* _DO THIS_
Begin at the line that has "Every instance of the bald" and stop at the end of the items, copying every line in that range. Rescale each coordinate pair that stands alone on its own line by multiplying both numbers by 0.3 and rounding to whole numbers, with halves rounding up, and copy all other lines unchanged.

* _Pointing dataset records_

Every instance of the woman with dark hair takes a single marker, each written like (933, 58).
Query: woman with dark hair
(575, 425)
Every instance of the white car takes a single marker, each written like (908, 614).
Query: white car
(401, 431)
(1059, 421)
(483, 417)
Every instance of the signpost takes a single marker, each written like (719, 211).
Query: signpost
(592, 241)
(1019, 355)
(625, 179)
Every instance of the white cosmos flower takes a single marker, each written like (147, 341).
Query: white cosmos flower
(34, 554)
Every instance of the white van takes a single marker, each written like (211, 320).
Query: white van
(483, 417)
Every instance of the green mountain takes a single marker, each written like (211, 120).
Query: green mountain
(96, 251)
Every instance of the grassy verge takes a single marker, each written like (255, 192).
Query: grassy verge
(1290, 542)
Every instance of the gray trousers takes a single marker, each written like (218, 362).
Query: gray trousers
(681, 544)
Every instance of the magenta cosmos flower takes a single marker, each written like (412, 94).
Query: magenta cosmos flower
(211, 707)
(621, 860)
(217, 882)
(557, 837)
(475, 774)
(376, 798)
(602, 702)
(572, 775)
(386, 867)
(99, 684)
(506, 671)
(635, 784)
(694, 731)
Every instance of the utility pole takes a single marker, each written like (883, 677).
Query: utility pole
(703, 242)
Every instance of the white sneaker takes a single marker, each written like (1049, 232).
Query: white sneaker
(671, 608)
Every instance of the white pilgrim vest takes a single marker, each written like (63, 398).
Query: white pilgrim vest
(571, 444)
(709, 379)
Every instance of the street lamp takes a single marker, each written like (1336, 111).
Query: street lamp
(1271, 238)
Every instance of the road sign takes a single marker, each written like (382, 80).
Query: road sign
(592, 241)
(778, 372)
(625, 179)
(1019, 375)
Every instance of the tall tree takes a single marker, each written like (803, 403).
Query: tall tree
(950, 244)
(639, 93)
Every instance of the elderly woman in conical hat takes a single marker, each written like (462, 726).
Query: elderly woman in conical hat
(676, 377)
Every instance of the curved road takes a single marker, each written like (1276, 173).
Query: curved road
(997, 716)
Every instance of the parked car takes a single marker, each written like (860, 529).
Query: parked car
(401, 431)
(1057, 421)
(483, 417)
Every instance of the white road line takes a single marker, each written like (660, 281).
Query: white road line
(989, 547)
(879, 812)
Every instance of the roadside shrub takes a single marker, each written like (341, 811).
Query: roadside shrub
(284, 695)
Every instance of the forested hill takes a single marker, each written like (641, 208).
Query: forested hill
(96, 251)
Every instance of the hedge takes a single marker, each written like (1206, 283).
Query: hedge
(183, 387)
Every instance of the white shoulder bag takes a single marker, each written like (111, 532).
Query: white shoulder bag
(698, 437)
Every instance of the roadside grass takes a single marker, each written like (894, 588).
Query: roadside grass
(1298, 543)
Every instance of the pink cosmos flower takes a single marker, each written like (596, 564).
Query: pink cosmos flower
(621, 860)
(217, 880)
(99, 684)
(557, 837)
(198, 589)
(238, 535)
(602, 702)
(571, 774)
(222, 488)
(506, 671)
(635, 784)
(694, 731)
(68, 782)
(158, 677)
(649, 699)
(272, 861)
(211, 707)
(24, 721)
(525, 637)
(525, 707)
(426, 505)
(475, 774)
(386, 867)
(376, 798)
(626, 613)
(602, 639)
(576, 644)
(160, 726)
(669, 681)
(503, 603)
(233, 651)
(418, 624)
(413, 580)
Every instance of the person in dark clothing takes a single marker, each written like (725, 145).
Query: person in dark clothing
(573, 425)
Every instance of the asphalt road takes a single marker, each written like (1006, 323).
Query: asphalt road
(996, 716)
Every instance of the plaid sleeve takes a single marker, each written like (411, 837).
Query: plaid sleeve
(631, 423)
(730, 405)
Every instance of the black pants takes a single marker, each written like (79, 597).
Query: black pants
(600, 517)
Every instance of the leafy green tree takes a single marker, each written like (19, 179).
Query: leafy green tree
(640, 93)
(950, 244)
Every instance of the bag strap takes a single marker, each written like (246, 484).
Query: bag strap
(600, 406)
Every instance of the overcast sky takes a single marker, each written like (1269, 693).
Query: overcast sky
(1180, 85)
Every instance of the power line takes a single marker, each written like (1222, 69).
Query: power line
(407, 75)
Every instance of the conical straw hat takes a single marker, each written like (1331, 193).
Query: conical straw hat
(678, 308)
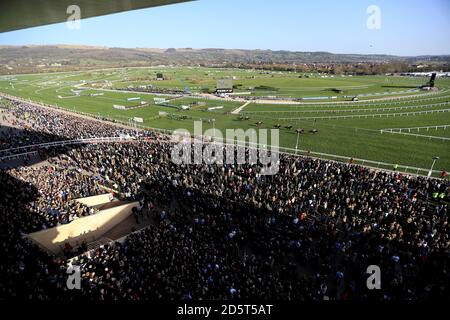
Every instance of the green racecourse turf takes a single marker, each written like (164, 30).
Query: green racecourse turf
(356, 137)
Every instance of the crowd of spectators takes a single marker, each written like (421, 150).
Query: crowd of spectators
(226, 231)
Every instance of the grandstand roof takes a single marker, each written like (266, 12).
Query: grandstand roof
(21, 14)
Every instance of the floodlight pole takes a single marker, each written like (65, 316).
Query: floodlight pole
(296, 145)
(435, 159)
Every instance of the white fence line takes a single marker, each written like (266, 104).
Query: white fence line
(424, 106)
(329, 105)
(417, 135)
(445, 126)
(363, 116)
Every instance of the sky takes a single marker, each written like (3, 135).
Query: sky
(407, 27)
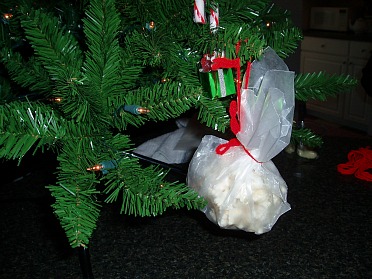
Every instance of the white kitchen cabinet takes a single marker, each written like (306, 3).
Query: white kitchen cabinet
(333, 56)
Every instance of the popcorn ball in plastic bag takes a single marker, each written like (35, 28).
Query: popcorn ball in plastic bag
(242, 186)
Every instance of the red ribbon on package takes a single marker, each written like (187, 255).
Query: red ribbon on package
(359, 164)
(234, 108)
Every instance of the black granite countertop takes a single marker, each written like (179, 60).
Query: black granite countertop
(351, 36)
(326, 234)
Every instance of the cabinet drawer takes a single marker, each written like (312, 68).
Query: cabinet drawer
(328, 46)
(360, 49)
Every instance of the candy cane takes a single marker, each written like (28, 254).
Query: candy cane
(199, 14)
(213, 18)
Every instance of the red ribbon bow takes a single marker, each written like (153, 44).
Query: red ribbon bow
(359, 164)
(234, 105)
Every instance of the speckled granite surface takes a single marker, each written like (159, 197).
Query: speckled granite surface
(326, 234)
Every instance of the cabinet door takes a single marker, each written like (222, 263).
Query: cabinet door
(358, 107)
(331, 64)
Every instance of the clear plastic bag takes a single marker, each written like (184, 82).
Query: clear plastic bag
(241, 193)
(245, 190)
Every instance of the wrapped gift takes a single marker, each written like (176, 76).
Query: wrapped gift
(220, 83)
(237, 178)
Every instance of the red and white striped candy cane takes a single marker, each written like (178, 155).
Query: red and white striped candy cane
(213, 18)
(199, 13)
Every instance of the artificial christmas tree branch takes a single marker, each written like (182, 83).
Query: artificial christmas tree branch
(75, 77)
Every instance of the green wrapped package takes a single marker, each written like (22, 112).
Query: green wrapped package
(219, 83)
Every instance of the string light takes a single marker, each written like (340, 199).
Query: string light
(150, 26)
(7, 16)
(135, 109)
(104, 166)
(56, 100)
(95, 168)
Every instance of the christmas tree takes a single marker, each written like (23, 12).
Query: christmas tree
(77, 75)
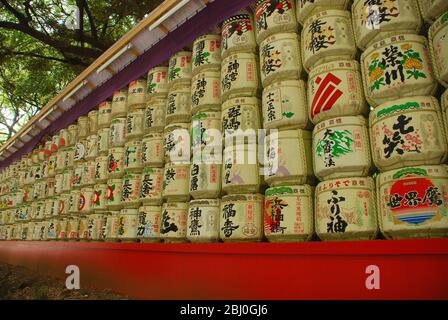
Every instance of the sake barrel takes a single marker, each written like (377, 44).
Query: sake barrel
(83, 231)
(432, 9)
(131, 190)
(103, 141)
(205, 177)
(151, 186)
(407, 132)
(176, 140)
(67, 181)
(240, 117)
(38, 208)
(42, 231)
(133, 156)
(83, 127)
(64, 138)
(327, 36)
(50, 207)
(95, 226)
(335, 90)
(241, 218)
(54, 145)
(119, 101)
(155, 113)
(206, 53)
(176, 182)
(203, 220)
(86, 201)
(152, 150)
(206, 130)
(438, 34)
(284, 105)
(240, 169)
(73, 135)
(306, 8)
(345, 209)
(173, 225)
(374, 21)
(288, 158)
(51, 229)
(72, 228)
(114, 187)
(206, 91)
(49, 191)
(61, 229)
(104, 114)
(101, 169)
(127, 224)
(280, 58)
(51, 168)
(178, 105)
(239, 76)
(397, 67)
(179, 69)
(93, 121)
(58, 181)
(74, 201)
(112, 226)
(100, 193)
(412, 202)
(116, 162)
(134, 124)
(77, 176)
(80, 151)
(238, 34)
(64, 204)
(157, 82)
(136, 94)
(341, 148)
(88, 174)
(272, 17)
(91, 147)
(60, 161)
(69, 157)
(148, 229)
(117, 132)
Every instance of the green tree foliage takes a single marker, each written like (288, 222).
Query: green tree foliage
(40, 51)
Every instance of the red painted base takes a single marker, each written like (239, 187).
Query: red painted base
(409, 269)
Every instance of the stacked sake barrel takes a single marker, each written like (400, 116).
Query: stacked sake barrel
(206, 149)
(152, 156)
(241, 208)
(345, 197)
(288, 204)
(176, 149)
(408, 141)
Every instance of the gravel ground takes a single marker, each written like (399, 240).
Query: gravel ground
(19, 283)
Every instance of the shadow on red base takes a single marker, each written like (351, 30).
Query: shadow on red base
(409, 269)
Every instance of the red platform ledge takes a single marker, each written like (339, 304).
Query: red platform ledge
(409, 269)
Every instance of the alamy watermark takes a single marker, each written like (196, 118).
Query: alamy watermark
(210, 146)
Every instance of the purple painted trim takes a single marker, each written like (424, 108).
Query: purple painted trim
(214, 13)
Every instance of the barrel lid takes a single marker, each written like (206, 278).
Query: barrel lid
(281, 36)
(403, 105)
(391, 40)
(205, 202)
(326, 14)
(242, 197)
(240, 101)
(158, 69)
(175, 205)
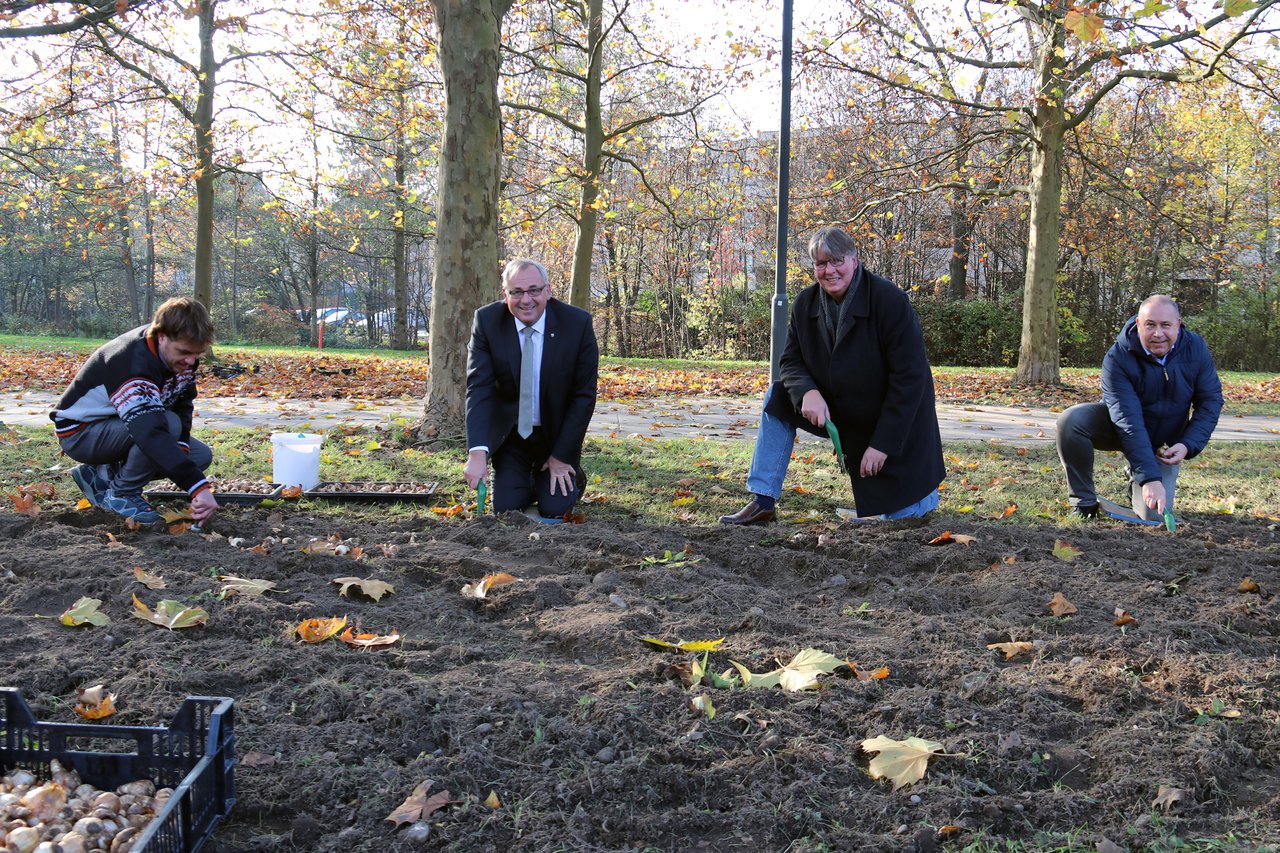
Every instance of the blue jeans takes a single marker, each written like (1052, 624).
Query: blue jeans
(108, 445)
(772, 456)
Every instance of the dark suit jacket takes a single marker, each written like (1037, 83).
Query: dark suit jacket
(567, 379)
(877, 384)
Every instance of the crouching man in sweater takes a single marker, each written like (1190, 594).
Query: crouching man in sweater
(126, 416)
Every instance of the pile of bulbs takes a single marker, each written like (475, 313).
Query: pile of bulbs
(65, 816)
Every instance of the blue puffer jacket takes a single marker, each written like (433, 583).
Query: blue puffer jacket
(1153, 404)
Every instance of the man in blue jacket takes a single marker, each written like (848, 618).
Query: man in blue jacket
(1160, 404)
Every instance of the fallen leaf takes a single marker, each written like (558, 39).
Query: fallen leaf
(1064, 551)
(24, 503)
(691, 646)
(1124, 616)
(233, 585)
(487, 583)
(1060, 606)
(900, 761)
(368, 587)
(368, 641)
(95, 702)
(872, 675)
(147, 579)
(85, 611)
(703, 706)
(417, 806)
(1013, 649)
(800, 674)
(170, 614)
(1171, 798)
(316, 630)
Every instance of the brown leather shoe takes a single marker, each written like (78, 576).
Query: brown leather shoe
(750, 514)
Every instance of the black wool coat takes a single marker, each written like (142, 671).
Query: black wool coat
(877, 384)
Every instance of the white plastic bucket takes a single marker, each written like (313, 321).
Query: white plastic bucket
(296, 459)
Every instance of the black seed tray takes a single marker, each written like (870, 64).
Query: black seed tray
(365, 491)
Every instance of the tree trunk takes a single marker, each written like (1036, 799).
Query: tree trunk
(122, 211)
(400, 258)
(593, 144)
(1038, 356)
(205, 158)
(466, 255)
(961, 232)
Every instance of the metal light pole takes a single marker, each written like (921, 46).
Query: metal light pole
(778, 337)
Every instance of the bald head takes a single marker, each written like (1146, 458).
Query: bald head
(1159, 324)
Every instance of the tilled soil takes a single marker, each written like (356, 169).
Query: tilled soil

* _SOLVED PROBLEM_
Every instance of the bald head takes a single marker, each written like (1146, 458).
Query: bald head
(348, 97)
Every instance of the tilled soil takes a single marker, each written like (356, 169).
Query: tilled soil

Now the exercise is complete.